- _What to produce_: Can you recast the items, from their first line through the line containing "xmin=227 ymin=215 xmax=314 ymax=309", as a Markdown table with the columns Row and Item line, leaving out blank lines?

- _Exercise inputs_:
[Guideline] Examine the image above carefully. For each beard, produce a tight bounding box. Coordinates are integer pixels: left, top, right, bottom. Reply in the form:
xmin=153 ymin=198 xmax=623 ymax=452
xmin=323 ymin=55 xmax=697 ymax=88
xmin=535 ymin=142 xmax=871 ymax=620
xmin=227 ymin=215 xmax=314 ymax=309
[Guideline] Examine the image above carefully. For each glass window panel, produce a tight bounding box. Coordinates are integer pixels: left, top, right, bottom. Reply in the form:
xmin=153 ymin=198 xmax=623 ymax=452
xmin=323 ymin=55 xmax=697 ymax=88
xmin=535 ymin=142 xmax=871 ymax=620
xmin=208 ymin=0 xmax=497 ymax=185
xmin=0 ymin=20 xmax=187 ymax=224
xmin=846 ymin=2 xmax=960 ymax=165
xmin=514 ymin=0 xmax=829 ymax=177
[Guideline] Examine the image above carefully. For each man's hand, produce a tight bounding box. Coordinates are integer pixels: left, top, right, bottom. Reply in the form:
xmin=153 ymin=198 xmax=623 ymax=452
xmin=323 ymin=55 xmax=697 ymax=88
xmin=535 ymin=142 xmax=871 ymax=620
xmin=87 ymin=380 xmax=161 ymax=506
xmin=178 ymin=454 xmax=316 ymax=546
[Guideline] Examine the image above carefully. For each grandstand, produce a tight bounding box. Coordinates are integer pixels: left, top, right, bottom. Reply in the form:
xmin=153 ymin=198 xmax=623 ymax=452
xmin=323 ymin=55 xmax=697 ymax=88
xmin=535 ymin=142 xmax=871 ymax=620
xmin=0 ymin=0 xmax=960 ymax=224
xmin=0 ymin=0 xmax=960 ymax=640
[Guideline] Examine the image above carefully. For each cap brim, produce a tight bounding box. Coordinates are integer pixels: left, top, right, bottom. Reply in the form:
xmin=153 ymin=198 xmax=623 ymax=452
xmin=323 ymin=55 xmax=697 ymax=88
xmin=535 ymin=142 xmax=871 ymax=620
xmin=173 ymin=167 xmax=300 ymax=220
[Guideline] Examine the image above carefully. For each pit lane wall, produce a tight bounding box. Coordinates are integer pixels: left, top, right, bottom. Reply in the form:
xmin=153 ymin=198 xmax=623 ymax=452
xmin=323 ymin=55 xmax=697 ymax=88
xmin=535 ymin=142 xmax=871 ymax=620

- _Problem solution_:
| Row | Item line |
|---|---|
| 1 | [Guideline] Examine the image above carefully. For each beard, produce a tight bounding box. Coordinates are integer pixels: left, top, right, bottom. Reply in the form: |
| 2 | xmin=153 ymin=198 xmax=623 ymax=452 |
| 3 | xmin=323 ymin=55 xmax=697 ymax=88 |
| 4 | xmin=535 ymin=142 xmax=871 ymax=620 |
| 5 | xmin=227 ymin=215 xmax=314 ymax=309 |